MATERIAL SUPPLIED
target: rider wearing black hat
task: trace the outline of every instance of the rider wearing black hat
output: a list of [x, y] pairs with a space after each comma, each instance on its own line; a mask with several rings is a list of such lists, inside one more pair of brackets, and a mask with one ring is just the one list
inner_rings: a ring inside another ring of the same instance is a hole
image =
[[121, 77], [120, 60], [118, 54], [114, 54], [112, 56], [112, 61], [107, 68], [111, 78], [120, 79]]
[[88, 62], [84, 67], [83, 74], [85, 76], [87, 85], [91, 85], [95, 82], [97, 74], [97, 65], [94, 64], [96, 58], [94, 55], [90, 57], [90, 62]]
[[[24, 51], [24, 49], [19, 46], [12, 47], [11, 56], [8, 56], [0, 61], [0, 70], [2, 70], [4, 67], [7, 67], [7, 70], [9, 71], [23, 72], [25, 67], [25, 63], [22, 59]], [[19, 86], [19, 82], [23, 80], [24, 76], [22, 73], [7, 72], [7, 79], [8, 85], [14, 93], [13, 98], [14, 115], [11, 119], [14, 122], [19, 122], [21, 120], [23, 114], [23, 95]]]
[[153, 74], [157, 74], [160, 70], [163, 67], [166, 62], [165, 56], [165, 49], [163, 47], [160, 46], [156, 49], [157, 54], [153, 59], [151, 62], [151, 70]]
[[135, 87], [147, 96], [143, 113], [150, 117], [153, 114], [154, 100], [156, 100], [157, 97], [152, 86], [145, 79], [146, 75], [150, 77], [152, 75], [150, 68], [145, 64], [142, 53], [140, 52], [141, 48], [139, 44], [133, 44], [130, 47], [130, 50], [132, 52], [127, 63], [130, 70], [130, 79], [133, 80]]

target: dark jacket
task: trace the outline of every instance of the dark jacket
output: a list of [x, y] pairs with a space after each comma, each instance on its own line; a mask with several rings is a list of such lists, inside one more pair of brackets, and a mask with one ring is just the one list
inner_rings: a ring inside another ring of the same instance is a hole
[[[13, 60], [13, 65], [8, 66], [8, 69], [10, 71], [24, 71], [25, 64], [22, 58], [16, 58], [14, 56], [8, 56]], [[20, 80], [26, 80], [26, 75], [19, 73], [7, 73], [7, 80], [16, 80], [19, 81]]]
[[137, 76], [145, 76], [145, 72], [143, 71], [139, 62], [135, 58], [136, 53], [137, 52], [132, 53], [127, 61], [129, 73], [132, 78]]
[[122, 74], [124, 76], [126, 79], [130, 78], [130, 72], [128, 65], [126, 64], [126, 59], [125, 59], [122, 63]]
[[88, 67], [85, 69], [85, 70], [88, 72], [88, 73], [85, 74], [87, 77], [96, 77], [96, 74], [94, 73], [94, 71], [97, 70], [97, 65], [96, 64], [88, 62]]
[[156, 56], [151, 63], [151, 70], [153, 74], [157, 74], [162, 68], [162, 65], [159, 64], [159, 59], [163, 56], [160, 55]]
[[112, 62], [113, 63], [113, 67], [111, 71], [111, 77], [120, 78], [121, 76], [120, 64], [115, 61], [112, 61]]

TASK OBJECTIVE
Copy every entry above line for line, changing nothing.

TASK RESULT
target: rider wearing black hat
task: trace the outline of every instance of the rider wearing black hat
output: a list of [x, y] pairs with a space after each comma, each instance on its own line; a mask with several rings is a list of such lists, inside one more pair of brackets, and a mask with one ring is just the one list
inner_rings: a ring inside another ring of the same instance is a hole
image =
[[121, 77], [120, 60], [118, 54], [114, 54], [112, 56], [112, 61], [107, 68], [111, 78], [120, 79]]
[[88, 62], [84, 67], [83, 74], [85, 76], [87, 85], [91, 85], [95, 82], [97, 74], [97, 65], [94, 64], [96, 58], [94, 55], [90, 57], [90, 62]]
[[[24, 51], [24, 49], [19, 46], [12, 47], [11, 56], [8, 56], [0, 61], [0, 70], [2, 70], [4, 67], [7, 67], [7, 70], [9, 71], [23, 72], [25, 67], [25, 63], [22, 59]], [[19, 86], [19, 82], [23, 80], [24, 76], [22, 73], [7, 72], [7, 79], [8, 85], [14, 93], [13, 98], [14, 115], [11, 119], [14, 122], [19, 122], [21, 120], [23, 114], [23, 95]]]
[[153, 74], [157, 74], [160, 70], [163, 67], [166, 62], [165, 56], [165, 49], [163, 47], [160, 46], [156, 49], [157, 54], [153, 59], [151, 62], [151, 70]]
[[135, 87], [147, 96], [143, 113], [150, 117], [153, 114], [154, 100], [156, 100], [157, 97], [152, 86], [145, 79], [146, 75], [150, 77], [152, 75], [150, 68], [145, 64], [142, 53], [140, 52], [141, 48], [139, 44], [133, 44], [130, 47], [130, 50], [132, 52], [127, 63], [130, 70], [130, 79], [133, 80]]

target: dark jacket
task: trace the outline of every instance of the dark jacket
output: a list of [x, y] pairs with a space after each comma, each instance on its own line; a mask with several rings is a list of such lists, inside one more pair of brackets, and a mask with one ring is just the one list
inner_rings: a ring inside another ring of the same instance is a hole
[[[13, 60], [13, 65], [8, 66], [8, 69], [10, 71], [24, 71], [25, 64], [22, 58], [16, 58], [14, 56], [8, 56]], [[20, 80], [26, 80], [26, 75], [19, 73], [7, 73], [7, 80], [16, 80], [19, 81]]]
[[137, 76], [145, 76], [145, 72], [143, 71], [139, 62], [135, 58], [136, 53], [137, 52], [132, 53], [127, 61], [129, 73], [132, 78]]
[[122, 74], [124, 76], [126, 79], [130, 78], [130, 72], [128, 65], [126, 64], [126, 59], [125, 59], [122, 63]]
[[88, 67], [85, 69], [85, 70], [88, 72], [88, 73], [85, 74], [87, 77], [96, 77], [96, 74], [94, 73], [94, 71], [97, 70], [97, 65], [96, 64], [88, 62]]
[[156, 56], [151, 63], [151, 70], [153, 74], [157, 74], [162, 68], [162, 65], [159, 64], [159, 59], [163, 56], [160, 55]]
[[112, 62], [113, 63], [113, 67], [111, 71], [111, 77], [120, 78], [121, 76], [120, 64], [115, 61], [112, 61]]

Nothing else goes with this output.